Passage provided:
________________________

What is the Court’s view?

In the High Court case of Meehan V Jones & Ors (1982), a purchaser sought specific performance of a contract of sale expressed to be executed subject to “the Purchaser or his nominee receiving approval for finance on satisfactory terms and conditions in an amount sufficient to complete the purchase.”

Facts of Meehan v Jones

The purchaser had obtained finance and had notified the Seller of his intention to proceed with the Contract, however, in the interim the Seller had found another purchaser and did not wish to proceed with the first Contract. Accordingly, the Seller sought to resist the claim for specific performance on the grounds that:-

  1. the finance clause was uncertain and therefore rendered the contract void; and
  2. That the clause, if certain, reserved to the purchaser a discretion or option to elect to carry out the contract, which rendered the contract illusory.

The Court’s decision

The High Court recognised that the finance clause in the Contract was potentially ambiguous in the sense that it failed to define the extent of the purchaser’s obligations with respect to the search for finance and the criteria to be used in the determination of whether such finance was in fact satisfactory, however, ultimately decided that the purchaser was entitled to specific performance of the Contract.

________________________

Set tasks:
• a. Reproduce the Meehan v Jones passage word for word, starting at "Facts of Meehan" and ending at "the contract illusory.".
• b. Carry the Meehan v Jones passage forward from its last sentence by writing the part that would come next.
The lines after this point are separate from the Meehan v Jones passage.

Pointing lines:
________________________

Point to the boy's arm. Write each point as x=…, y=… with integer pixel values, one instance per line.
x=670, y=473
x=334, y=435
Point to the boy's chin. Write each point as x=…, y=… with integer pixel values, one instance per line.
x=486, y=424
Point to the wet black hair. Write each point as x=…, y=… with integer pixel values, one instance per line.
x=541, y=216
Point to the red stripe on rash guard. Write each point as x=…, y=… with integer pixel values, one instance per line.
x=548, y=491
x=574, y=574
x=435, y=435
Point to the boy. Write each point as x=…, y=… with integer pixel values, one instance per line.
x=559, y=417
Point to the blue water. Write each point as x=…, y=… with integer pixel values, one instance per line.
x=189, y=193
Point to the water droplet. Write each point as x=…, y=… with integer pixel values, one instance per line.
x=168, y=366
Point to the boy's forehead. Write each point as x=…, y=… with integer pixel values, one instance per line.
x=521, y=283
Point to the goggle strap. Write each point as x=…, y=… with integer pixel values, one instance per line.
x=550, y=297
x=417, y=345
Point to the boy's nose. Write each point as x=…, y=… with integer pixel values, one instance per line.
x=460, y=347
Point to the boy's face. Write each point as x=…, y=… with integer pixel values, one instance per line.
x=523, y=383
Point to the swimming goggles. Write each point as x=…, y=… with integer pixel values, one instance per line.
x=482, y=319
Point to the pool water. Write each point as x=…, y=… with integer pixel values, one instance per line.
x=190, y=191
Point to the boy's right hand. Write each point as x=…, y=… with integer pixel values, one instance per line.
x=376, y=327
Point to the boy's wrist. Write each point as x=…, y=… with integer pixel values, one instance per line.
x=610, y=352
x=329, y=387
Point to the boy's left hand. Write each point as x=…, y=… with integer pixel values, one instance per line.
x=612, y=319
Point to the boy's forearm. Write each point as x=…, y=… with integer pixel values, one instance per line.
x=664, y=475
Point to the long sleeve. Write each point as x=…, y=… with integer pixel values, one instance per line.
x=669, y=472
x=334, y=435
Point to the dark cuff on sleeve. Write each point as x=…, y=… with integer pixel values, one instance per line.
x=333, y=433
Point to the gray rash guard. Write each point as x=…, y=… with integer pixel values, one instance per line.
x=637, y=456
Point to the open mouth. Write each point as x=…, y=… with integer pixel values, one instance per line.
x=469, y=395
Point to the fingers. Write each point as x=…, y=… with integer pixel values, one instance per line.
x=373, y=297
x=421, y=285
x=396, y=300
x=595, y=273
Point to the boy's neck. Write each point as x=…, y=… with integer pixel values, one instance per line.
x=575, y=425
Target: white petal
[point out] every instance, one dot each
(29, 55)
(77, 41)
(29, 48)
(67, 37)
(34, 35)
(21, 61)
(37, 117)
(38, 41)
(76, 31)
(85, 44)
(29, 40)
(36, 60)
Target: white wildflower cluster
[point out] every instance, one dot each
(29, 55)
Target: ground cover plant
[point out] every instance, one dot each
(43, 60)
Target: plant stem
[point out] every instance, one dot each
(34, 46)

________________________

Responses for each task:
• a.
Facts of Meehan v Jones

The purchaser had obtained finance and had notified the Seller of his intention to proceed with the Contract, however, in the interim the Seller had found another purchaser and did not wish to proceed with the first Contract. Accordingly, the Seller sought to resist the claim for specific performance on the grounds that:-

  1. the finance clause was uncertain and therefore rendered the contract void; and
  2. That the clause, if certain, reserved to the purchaser a discretion or option to elect to carry out the contract, which rendered the contract illusory.

• b.
The Court held that the contract was not void for uncertainty because:

  1. “The courts should be astute to adopt a construction which would preserve the validity of the contract” (per Mason and Wilson JJ); and
  2. “It was only if the court was unable to put any definite meaning on the contract that it could be said to be uncertain” (per Gibbs CJ and Murphy J).

The Court was unanimous in holding that “subject to finance” clauses will not generally result in a contract for sale being held void for uncertainty, and the fact that a clause might contain some ambiguity will not preclude a court from ascertaining the intention of the parties with respect to the clause in question.

Further in the case of Clarke v Relstar Pty Ltd (1982), a contract expressed to be subject to the purchaser’s obtaining finance by a given date on terms wholly satisfactory to the purchaser to enable him to complete the transaction was held to be not void for uncertainty.

In the case of York Air Conditioning and Refrigeration (Australasia) Pty Ltd v The Commonwealth , Williams J commented, “If the court comes to the conclusion that parties intended to make a contract, it will if possible give effect to their intention no matter what difficulties of construction arise.”

Does this also apply to commercial contracts?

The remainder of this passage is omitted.